— Problem details —
Transcribe all the entries that follow, leaving nothing out.

※ ※ ※

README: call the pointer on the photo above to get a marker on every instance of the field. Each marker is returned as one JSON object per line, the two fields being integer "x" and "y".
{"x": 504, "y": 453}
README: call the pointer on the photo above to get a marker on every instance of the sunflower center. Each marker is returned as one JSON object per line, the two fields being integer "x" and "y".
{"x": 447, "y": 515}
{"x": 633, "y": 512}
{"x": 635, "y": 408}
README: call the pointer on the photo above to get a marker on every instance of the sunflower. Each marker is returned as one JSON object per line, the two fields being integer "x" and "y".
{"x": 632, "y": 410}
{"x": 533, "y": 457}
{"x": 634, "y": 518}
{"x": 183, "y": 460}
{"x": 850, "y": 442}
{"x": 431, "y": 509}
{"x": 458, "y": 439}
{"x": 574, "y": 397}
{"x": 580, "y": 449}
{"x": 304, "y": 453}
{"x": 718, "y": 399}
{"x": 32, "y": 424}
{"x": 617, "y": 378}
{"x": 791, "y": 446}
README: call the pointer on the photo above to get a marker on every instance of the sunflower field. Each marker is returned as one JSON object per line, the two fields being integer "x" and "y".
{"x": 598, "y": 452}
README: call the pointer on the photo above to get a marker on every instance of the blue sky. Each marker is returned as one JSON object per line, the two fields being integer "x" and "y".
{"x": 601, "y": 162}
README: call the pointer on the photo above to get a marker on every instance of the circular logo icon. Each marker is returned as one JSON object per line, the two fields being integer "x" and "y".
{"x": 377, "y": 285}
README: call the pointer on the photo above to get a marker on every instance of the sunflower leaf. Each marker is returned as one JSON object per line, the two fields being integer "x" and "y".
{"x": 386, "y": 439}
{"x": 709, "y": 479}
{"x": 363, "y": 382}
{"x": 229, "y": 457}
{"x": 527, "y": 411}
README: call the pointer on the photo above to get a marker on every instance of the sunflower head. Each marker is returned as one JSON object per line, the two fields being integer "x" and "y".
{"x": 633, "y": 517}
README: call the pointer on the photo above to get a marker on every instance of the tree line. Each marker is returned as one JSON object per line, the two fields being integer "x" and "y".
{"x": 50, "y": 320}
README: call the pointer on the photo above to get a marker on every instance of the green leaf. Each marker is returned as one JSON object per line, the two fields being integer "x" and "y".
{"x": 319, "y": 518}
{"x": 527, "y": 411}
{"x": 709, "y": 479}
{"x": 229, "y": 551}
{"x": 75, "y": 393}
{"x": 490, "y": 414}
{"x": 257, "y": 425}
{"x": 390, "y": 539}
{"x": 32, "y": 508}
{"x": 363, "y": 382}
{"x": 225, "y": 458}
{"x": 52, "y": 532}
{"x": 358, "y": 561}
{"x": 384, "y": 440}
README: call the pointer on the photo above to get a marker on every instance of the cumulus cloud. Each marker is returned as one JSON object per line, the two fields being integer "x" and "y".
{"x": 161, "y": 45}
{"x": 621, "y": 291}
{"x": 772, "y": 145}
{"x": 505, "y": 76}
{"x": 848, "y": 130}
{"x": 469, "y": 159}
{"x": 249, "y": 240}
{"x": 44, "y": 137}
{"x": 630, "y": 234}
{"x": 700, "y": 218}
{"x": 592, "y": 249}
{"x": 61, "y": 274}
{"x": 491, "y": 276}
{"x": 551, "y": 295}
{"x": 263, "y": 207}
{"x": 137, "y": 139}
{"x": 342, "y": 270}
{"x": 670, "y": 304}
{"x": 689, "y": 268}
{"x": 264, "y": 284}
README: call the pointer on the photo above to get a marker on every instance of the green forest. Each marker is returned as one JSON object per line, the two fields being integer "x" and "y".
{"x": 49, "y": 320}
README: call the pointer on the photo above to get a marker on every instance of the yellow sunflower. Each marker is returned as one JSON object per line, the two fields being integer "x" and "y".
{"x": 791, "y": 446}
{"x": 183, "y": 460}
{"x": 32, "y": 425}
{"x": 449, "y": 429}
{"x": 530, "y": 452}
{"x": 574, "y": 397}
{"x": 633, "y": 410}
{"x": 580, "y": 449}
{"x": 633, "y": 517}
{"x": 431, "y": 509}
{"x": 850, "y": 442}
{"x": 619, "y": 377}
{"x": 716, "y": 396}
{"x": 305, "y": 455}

※ ※ ※

— Response to the task —
README: call the pointer on the photo above to get a marker on every instance of the field. Each marker is returned as one JSON object per line, the two fields being integer "x" and "y".
{"x": 504, "y": 453}
README: call the pointer on the photo above to get a marker on every instance of the sunflower center. Each marker is returned as one JSON object per line, the two fields being integer "x" and "y".
{"x": 447, "y": 515}
{"x": 633, "y": 512}
{"x": 635, "y": 408}
README: call the pointer on the photo above to get a marker on every instance of the sunflower. Each marker is returned as one JSON object per line, the two fields being integer "x" and "y".
{"x": 632, "y": 410}
{"x": 533, "y": 457}
{"x": 634, "y": 518}
{"x": 183, "y": 460}
{"x": 850, "y": 442}
{"x": 431, "y": 509}
{"x": 458, "y": 439}
{"x": 574, "y": 397}
{"x": 580, "y": 449}
{"x": 304, "y": 453}
{"x": 718, "y": 399}
{"x": 32, "y": 424}
{"x": 617, "y": 378}
{"x": 791, "y": 446}
README: call the pointer on the photo above to get a marker on every instance of the sunflower field. Each marker is returned as one JSON object per line, the two fields being integer "x" and "y".
{"x": 598, "y": 452}
README: call the pointer on the photo above to get a marker on every instance of the blue sky. Each marker is returned as one JSON object per line, the two fields being integer "x" and "y".
{"x": 601, "y": 162}
README: call the pointer on the photo above to get a marker on every instance of the circular logo icon. Each marker is returned as one JSON object per line, the two fields being integer "x" and "y".
{"x": 377, "y": 285}
README: call the pointer on the photo above to get a marker on every instance of the sunflower leaf. Each marker is returned as one JSON object per line, the two fields being integer "x" and "y".
{"x": 386, "y": 439}
{"x": 709, "y": 479}
{"x": 363, "y": 382}
{"x": 229, "y": 457}
{"x": 527, "y": 411}
README: call the pointer on the photo above to get a marker on every instance of the sunflower head. Each marker is returned as one JSON object per line, the two fields being integer "x" and "y".
{"x": 633, "y": 517}
README: call the pointer on the photo above to get a marker on every instance of the tree line. Each marker is returned as one JSON object per line, the two fields being integer "x" and "y".
{"x": 50, "y": 320}
README: call the pointer on the photo above to get a marker on every instance of the green leaf. Each marker is returned as one JSON object per line, the two fields being integer "x" and "y".
{"x": 319, "y": 518}
{"x": 527, "y": 411}
{"x": 709, "y": 479}
{"x": 229, "y": 551}
{"x": 75, "y": 393}
{"x": 490, "y": 414}
{"x": 257, "y": 425}
{"x": 390, "y": 539}
{"x": 32, "y": 508}
{"x": 363, "y": 382}
{"x": 225, "y": 458}
{"x": 52, "y": 532}
{"x": 358, "y": 561}
{"x": 384, "y": 440}
README: call the pointer on the photo above to get a marker on every instance of the cumulus cloud. Each marker is returned as one JSON object per line, the two fields being integer "x" and "y".
{"x": 161, "y": 45}
{"x": 621, "y": 291}
{"x": 772, "y": 145}
{"x": 505, "y": 76}
{"x": 848, "y": 130}
{"x": 469, "y": 159}
{"x": 249, "y": 240}
{"x": 44, "y": 137}
{"x": 630, "y": 234}
{"x": 700, "y": 218}
{"x": 592, "y": 249}
{"x": 61, "y": 274}
{"x": 491, "y": 276}
{"x": 551, "y": 295}
{"x": 263, "y": 207}
{"x": 137, "y": 139}
{"x": 342, "y": 270}
{"x": 670, "y": 304}
{"x": 689, "y": 268}
{"x": 264, "y": 284}
README: call the pointer on the photo above to get a marker on every instance of the green forest. Each marker is returned as one JSON object per line, the two fields being integer "x" and "y".
{"x": 49, "y": 320}
README: call the pointer on the photo above to get a marker on every instance of the yellow sunflower. Each marker is returned as one JSON object per line, the two fields being integer "x" and "y".
{"x": 791, "y": 446}
{"x": 183, "y": 460}
{"x": 32, "y": 425}
{"x": 449, "y": 429}
{"x": 530, "y": 452}
{"x": 574, "y": 397}
{"x": 633, "y": 410}
{"x": 580, "y": 449}
{"x": 633, "y": 517}
{"x": 431, "y": 509}
{"x": 850, "y": 442}
{"x": 619, "y": 377}
{"x": 716, "y": 396}
{"x": 305, "y": 455}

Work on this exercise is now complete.